» **DESCRIPTION OF THE TASK**:
Copy each line below that includes "hazy".
Start of DATASET RECORDS
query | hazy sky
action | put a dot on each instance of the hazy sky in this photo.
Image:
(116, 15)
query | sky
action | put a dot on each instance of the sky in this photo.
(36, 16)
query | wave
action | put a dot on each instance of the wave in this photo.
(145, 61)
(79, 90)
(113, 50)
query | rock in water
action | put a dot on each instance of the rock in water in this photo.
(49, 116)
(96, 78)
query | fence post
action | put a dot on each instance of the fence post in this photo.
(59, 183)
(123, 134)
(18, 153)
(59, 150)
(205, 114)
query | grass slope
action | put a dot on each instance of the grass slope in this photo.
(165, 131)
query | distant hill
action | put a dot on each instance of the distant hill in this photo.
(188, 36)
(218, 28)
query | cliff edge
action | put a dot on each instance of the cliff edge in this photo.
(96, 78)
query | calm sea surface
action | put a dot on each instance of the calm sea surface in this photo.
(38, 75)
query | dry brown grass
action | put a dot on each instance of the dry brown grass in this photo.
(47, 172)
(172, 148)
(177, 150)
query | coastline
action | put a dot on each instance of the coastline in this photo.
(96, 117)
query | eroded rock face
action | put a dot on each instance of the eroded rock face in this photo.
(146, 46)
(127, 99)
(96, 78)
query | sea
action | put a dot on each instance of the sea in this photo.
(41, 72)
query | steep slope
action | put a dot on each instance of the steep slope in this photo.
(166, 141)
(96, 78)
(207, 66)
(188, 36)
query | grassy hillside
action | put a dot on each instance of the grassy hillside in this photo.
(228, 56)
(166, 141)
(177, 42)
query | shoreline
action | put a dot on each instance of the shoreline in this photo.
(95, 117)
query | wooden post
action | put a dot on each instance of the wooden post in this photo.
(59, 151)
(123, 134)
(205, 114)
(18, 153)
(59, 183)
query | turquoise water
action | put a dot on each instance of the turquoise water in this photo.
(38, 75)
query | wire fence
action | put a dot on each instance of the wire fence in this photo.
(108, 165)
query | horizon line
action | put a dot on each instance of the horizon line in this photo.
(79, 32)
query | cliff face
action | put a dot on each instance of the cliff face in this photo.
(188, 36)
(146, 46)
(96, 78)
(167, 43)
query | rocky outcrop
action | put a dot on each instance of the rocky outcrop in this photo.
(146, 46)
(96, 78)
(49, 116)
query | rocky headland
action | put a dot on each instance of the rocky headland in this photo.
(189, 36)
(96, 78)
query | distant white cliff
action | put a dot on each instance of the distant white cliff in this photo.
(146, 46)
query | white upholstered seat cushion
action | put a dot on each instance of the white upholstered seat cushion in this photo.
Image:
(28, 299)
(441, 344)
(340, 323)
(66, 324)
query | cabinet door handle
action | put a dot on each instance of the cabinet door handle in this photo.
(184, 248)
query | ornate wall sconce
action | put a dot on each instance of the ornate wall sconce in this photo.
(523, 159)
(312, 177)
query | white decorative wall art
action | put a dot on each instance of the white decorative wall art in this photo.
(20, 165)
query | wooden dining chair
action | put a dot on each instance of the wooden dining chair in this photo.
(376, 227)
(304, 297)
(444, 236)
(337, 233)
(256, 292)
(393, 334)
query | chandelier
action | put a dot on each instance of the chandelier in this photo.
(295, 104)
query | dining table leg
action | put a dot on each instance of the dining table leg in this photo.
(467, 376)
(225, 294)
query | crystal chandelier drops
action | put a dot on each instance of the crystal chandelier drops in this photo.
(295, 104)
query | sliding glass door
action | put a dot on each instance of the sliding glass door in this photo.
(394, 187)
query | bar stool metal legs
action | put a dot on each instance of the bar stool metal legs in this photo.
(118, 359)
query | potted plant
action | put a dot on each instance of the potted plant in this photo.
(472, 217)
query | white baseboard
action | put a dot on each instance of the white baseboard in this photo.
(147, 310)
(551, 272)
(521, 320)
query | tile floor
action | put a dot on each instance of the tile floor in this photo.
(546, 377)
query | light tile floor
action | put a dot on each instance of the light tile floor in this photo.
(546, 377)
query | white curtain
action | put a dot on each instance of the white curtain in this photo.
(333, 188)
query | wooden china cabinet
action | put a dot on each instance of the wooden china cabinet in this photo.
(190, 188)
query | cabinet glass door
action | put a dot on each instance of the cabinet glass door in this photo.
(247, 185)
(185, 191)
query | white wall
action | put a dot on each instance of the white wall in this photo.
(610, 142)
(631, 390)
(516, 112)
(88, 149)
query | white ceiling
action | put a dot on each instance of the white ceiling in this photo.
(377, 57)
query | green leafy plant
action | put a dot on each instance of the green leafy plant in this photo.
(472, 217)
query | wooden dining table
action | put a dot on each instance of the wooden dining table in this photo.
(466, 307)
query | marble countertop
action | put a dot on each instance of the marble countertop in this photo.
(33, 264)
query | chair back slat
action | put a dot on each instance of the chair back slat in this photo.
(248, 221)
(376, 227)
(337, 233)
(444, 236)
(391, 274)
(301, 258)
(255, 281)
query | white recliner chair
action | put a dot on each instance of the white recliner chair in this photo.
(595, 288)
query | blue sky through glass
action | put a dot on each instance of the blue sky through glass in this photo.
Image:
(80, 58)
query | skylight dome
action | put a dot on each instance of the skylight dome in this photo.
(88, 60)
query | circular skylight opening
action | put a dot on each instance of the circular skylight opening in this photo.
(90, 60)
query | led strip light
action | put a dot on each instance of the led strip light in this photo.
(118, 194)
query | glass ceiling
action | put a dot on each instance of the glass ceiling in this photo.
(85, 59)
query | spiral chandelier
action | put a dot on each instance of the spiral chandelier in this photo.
End of DATASET RECORDS
» **RESPONSE TO THIS EXERCISE**:
query | hazy sky
action | put a dot on each instance of the hazy sky in this photo.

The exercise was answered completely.